TASK TO COMPLETE:
Rewrite the lines below, replacing each "wooden" with "timber" and leaving everything else unchanged.

DATASET:

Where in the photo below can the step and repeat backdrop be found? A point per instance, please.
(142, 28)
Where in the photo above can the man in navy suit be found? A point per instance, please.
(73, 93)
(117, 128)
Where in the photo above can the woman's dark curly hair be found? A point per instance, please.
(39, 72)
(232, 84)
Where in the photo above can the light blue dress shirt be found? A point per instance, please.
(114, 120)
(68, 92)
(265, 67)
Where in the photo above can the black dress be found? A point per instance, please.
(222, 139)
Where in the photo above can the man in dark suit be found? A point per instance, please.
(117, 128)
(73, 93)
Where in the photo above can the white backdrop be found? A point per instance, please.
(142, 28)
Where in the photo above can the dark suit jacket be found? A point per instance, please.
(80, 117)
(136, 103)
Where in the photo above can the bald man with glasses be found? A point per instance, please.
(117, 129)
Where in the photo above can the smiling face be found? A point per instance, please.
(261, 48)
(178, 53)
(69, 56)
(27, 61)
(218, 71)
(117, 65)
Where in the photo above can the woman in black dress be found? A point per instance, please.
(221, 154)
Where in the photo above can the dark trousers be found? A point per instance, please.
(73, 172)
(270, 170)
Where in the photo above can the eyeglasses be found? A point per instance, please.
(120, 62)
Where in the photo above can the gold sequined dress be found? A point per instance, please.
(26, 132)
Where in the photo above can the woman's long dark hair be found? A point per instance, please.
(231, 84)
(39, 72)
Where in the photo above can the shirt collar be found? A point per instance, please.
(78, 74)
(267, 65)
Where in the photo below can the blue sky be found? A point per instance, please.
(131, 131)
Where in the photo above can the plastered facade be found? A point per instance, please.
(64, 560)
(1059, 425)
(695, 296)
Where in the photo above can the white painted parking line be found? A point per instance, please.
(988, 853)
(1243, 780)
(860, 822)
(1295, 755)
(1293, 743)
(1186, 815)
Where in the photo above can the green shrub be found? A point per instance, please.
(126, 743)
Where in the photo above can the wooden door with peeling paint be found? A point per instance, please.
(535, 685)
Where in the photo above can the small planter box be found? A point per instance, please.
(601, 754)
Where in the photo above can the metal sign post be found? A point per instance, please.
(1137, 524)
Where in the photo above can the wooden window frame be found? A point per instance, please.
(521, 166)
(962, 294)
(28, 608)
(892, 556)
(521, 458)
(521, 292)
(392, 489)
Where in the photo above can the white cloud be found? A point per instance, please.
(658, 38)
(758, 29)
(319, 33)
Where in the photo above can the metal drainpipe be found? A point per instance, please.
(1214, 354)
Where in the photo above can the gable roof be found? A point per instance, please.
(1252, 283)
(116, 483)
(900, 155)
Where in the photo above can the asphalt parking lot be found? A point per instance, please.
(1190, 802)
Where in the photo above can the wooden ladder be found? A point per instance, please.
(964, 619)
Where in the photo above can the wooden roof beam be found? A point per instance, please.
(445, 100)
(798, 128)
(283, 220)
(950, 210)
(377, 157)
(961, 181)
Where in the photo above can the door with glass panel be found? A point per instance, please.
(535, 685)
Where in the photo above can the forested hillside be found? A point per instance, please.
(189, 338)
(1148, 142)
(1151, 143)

SOLUTION TO THE EXERCISE:
Where in the photo below can the step and repeat backdrop be found? A point per instance, please.
(142, 28)
Where in the photo above can the man in navy suit be found? A point per instance, please.
(73, 93)
(117, 128)
Where in the photo above can the woman's dark curly hair be found? A point per instance, please.
(39, 72)
(232, 84)
Where in the photo above can the light blue dress shirt be found? A point per instance, please.
(114, 120)
(68, 92)
(265, 67)
Where in the photo above can the black dress be found? A point per instance, please.
(222, 139)
Where in the photo above can the man in dark suit be found? A point per instance, please.
(117, 128)
(73, 93)
Where in the photo above can the white backdrop be found? A point per instance, please.
(142, 28)
Where in the photo above can the dark suit jacket be found? A point per instance, please.
(80, 117)
(136, 103)
Where in the photo above can the bald man with glasses be found? A point per instance, please.
(117, 129)
Where in the photo above can the smiling face be found? A point per instance, please.
(261, 48)
(178, 53)
(69, 56)
(27, 61)
(218, 71)
(117, 65)
Where in the photo above can the woman in black dress be found? A point per instance, please.
(221, 154)
Where in the photo above can the dark trousers be found? A point per instance, please.
(73, 172)
(270, 170)
Where in the photo above can the eyeglasses be found? A point per instance, please.
(120, 62)
Where in the photo above can the gold sequined dress be found? A point per instance, please.
(26, 132)
Where in the photo above can the woman's long dark hair be found? A point per instance, please.
(231, 84)
(39, 72)
Where in the photo above can the shirt collar be found? A point per instance, please.
(78, 74)
(267, 65)
Where in the photo below can the blue sky be found? A point per instance, please.
(131, 131)
Where in the photo above can the plastered facade be found? A point per instance, please.
(64, 560)
(1059, 425)
(695, 296)
Where in the photo above can the white painted parking line be found? A point per instance, please.
(988, 853)
(1243, 780)
(860, 822)
(1295, 755)
(1293, 743)
(1186, 815)
Where in the photo above can the green shrub be found? A point per instance, please.
(126, 743)
Where in the photo above can the timber door with peeling paint be found? A point per instance, please.
(535, 685)
Where in the photo above can the small planter box be found? A point per instance, please.
(601, 754)
Where in the photo above can the metal sign post be found? A point per instance, please.
(1137, 524)
Where in the photo above can the timber window frame be found? A point per instance, please.
(521, 166)
(962, 294)
(28, 608)
(892, 556)
(521, 458)
(521, 292)
(392, 489)
Where in the photo above can the white cloud be found? A point per instance, please.
(658, 38)
(758, 29)
(319, 33)
Where in the photo above can the metal drainpipe be found? A point per instance, please.
(1214, 354)
Where in the photo above can the gable roof be found? A point per instance, please.
(1252, 283)
(116, 483)
(900, 155)
Where in the photo above can the asphalt parking lot be found? A point per instance, please.
(1190, 802)
Where in the photo above can the timber ladder be found? A point per instance, please.
(964, 619)
Where in the photo above can the timber roof beam be found? A point per instance, please.
(445, 100)
(798, 128)
(283, 220)
(950, 210)
(377, 157)
(961, 181)
Where in the photo above can the door with glass panel be found? A point per instance, please.
(535, 685)
Where in the photo above can the forested hillside be found? A point per instance, please.
(189, 338)
(1148, 142)
(1151, 143)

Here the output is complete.